- Activity 1
In the passage on childhood adversity in Oklahoma, what percentage of Oklahoma children experience 2 or more ACEs?
- Activity 2
Reproduce part of the passage on childhood adversity in Oklahoma, beginning at the words "While it is" and stopping after "in one location.".

- Page excerpt
--
Another method used to measure ACEs is by directly asking an individual as they intersect with the health care system [4,17]. This includes having the patient complete a screening instrument, such as the Adverse Childhood Experiences Questionnaire (ACE-Q), which can then be analyzed at a larger clinical level [11,18,19]. However, patient questionnaires also have shortcomings. First, they measure individuals presenting to a health care setting [18-20]. This is important because of well-known disparities in individuals accessing health care, including lack of a provider (such as in rural areas) or lack of ability to pay [21]. And while there is research indicating some patients feel comfortable discussing childhood trauma or ACEs with a health care provider [22], there are also patients with concerns about medical record storage in general, as issues with privacy arise in the increasingly digital world [23].

Knowledge of ACEs in a community could be important for primary, secondary, and tertiary prevention planning. Improved knowledge of prevalence rates could lead to larger gains in positive outcomes and more efficient use of precious resources. This is especially important in high-burden, low-resource areas, such as Oklahoma [24-27]. Oklahoma has consistently been recognized as leading the nation in childhood adversity, with 28.5% of Oklahoma children experiencing 2 or more ACEs [28]. Oklahoma also experiences poor social determinants of health (SDOH), such as health care shortages, violence, and food insecurity, among others [29]. Further, there is a lack of access to care due to a lack of primary care providers outside of metropolitan areas in rural communities, which make up the majority of Oklahoma [24-27]. These upstream deficiencies lead to high levels of adverse health outcomes such as diabetes, obesity, substance use disorders, and overdose mortality [24,30].

While it is known that Oklahomans have high rates of childhood adversity, there is no condensed source of data to which stakeholders can turn to receive aggregated, targeted information on ACEs at a granular (county) level. While there are great data sets like the BRFSS and NSCH, these lack county-level statistics for all of Oklahoma [31]. Currently, data is spread out across various state agencies, such as the Oklahoma State Courts Network (OSCN), the Oklahoma Department of Health Services (OKDHS), and Oklahoma community mental health centers (CMHCs). With multiple agencies doing different parts of the work in silos, Oklahoma does not have a coordinated trauma-response system in place to capture and publish all ACE data in one location.
--
(Data entries)

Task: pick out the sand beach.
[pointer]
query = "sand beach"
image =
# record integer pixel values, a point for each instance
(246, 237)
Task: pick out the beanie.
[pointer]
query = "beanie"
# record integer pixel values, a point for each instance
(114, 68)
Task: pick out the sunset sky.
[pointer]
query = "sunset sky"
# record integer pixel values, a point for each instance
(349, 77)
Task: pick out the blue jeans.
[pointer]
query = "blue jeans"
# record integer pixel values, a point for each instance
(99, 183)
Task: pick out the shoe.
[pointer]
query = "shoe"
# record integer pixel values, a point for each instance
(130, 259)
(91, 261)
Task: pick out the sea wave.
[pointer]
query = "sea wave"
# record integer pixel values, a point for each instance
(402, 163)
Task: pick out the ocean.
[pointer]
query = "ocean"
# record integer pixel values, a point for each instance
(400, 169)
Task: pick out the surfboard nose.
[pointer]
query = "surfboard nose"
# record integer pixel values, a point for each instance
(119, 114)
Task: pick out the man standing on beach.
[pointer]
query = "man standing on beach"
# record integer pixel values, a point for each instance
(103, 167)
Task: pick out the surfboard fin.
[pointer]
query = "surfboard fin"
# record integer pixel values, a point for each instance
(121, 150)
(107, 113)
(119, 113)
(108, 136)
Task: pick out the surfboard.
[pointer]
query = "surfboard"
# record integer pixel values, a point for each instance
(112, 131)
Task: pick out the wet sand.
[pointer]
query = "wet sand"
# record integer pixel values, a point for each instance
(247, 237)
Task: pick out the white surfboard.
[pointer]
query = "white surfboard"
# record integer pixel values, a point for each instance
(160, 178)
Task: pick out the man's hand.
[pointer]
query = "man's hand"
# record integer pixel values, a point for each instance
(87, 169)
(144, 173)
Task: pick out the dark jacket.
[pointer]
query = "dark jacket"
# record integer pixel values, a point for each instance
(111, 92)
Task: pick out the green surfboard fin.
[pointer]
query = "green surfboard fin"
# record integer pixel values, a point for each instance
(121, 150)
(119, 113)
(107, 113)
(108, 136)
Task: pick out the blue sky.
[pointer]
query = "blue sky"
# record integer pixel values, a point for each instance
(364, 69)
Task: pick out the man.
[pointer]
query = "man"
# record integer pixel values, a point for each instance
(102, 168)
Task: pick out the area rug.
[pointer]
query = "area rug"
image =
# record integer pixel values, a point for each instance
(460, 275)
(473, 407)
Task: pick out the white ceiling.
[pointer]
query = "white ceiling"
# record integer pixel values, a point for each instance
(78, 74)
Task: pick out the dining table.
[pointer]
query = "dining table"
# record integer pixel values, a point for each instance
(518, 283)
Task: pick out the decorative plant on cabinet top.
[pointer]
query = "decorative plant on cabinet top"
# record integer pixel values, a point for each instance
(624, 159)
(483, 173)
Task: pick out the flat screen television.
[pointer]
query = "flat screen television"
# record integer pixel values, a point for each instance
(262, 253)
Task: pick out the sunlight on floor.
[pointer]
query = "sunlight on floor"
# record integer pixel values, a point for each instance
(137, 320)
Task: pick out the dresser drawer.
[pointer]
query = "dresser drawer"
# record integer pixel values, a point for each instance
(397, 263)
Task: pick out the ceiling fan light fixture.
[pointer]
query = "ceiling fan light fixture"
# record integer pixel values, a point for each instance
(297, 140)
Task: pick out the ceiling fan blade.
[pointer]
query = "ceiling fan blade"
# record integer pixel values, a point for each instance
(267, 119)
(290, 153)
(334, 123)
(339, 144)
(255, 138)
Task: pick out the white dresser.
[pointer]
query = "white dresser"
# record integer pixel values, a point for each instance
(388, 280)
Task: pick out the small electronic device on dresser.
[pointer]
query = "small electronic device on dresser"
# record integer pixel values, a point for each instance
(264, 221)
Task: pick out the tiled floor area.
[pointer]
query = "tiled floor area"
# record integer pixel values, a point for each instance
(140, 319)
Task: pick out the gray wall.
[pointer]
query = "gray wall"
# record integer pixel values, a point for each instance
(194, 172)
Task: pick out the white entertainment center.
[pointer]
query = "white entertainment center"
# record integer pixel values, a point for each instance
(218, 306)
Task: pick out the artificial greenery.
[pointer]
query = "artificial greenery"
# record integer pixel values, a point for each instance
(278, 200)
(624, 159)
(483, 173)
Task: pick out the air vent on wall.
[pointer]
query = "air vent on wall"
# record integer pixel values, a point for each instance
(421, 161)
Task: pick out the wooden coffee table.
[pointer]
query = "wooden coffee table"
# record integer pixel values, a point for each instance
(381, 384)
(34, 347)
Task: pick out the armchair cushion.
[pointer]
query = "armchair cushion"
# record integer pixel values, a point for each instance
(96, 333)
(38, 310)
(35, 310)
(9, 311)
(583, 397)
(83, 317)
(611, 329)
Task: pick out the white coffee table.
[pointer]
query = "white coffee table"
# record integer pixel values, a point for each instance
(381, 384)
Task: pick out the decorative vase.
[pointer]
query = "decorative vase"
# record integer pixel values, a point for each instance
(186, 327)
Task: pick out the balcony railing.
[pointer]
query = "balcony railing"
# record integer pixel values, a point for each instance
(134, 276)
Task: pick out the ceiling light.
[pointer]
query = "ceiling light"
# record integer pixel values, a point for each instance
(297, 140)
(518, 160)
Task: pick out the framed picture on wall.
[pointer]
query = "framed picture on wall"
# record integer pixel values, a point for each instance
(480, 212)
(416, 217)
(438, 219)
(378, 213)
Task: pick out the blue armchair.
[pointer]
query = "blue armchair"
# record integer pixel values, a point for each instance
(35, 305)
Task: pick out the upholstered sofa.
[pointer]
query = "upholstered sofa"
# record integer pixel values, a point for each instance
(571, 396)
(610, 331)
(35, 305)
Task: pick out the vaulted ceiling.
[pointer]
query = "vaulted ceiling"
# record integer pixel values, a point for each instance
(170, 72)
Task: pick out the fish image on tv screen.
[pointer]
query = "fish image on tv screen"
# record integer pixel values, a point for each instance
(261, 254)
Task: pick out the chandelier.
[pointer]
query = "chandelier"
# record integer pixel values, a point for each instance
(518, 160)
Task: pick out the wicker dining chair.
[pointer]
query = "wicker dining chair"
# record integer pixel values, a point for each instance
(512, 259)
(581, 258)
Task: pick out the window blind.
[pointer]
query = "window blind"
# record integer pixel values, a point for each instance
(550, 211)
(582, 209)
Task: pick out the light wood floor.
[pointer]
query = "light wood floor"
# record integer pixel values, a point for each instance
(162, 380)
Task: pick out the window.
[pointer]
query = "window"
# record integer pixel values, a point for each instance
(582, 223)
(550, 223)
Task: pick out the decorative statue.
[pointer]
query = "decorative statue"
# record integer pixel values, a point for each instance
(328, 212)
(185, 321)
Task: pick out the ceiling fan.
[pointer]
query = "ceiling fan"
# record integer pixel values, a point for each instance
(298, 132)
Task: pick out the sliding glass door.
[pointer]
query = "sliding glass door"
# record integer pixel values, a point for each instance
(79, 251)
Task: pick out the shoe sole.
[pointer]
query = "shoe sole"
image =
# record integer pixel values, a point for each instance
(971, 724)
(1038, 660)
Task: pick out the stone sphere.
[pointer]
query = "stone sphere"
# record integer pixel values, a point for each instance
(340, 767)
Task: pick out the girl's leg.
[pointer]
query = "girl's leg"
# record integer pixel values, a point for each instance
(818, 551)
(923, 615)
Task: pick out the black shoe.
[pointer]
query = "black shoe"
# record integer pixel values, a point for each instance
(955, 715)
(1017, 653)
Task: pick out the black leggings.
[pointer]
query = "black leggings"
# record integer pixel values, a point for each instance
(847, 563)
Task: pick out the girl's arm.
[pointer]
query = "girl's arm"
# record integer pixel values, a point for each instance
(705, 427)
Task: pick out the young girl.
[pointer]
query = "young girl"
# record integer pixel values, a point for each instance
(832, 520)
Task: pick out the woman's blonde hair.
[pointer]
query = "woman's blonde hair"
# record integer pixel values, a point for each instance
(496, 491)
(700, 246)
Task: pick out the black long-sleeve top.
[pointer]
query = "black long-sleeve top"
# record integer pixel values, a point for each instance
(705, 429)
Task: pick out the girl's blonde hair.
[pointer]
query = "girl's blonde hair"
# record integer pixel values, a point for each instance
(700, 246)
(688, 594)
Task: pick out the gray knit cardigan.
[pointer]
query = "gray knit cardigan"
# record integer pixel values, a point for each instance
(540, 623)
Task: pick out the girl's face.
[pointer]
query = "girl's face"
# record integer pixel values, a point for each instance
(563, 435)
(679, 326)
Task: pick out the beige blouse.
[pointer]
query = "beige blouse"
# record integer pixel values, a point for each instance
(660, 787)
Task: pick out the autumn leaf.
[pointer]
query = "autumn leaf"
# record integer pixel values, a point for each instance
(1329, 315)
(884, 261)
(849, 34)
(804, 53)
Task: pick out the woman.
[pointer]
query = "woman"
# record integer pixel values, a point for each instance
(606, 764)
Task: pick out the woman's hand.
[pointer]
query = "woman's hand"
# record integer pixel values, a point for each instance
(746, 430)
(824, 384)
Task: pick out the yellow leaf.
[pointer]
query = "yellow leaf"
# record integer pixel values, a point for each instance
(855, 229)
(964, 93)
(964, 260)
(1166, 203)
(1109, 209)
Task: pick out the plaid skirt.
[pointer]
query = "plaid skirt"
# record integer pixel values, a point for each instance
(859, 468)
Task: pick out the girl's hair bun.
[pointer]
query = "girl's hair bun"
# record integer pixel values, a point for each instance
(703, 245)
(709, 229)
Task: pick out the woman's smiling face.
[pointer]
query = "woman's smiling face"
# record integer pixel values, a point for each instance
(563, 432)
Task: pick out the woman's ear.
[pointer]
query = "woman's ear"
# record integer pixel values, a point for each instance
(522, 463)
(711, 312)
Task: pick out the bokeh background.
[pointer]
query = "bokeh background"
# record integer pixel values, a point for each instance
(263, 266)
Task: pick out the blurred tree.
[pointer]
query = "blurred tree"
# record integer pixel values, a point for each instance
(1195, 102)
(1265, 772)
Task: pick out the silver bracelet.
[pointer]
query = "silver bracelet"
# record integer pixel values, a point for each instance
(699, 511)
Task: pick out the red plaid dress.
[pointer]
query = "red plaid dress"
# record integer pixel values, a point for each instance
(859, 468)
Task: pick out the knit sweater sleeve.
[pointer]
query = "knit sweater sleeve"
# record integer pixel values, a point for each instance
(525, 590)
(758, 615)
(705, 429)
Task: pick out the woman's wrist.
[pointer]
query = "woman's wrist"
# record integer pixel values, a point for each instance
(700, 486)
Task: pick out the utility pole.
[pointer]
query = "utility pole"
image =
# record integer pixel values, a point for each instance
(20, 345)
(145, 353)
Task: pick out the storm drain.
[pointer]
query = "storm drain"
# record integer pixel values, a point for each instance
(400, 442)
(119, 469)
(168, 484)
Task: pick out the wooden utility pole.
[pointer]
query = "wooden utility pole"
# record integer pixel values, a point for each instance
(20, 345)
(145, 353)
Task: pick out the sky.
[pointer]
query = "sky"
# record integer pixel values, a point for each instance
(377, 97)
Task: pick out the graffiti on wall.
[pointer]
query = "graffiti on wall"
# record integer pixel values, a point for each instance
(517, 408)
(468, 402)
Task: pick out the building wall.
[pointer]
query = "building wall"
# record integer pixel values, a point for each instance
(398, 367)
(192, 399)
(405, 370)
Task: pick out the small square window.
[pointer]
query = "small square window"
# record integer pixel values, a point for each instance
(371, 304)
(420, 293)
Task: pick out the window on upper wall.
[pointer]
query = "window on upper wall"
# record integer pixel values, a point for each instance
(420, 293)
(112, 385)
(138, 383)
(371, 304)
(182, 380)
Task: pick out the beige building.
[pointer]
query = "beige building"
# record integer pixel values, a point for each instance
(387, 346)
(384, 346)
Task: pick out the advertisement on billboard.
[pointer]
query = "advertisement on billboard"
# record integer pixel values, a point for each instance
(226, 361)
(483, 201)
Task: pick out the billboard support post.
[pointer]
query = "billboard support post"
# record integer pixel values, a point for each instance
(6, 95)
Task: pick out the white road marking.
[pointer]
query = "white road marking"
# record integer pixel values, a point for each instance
--
- Answer area 1
28.5%

- Answer area 2
While it is known that Oklahomans have high rates of childhood adversity, there is no condensed source of data to which stakeholders can turn to receive aggregated, targeted information on ACEs at a granular (county) level. While there are great data sets like the BRFSS and NSCH, these lack county-level statistics for all of Oklahoma [31]. Currently, data is spread out across various state agencies, such as the Oklahoma State Courts Network (OSCN), the Oklahoma Department of Health Services (OKDHS), and Oklahoma community mental health centers (CMHCs). With multiple agencies doing different parts of the work in silos, Oklahoma does not have a coordinated trauma-response system in place to capture and publish all ACE data in one location.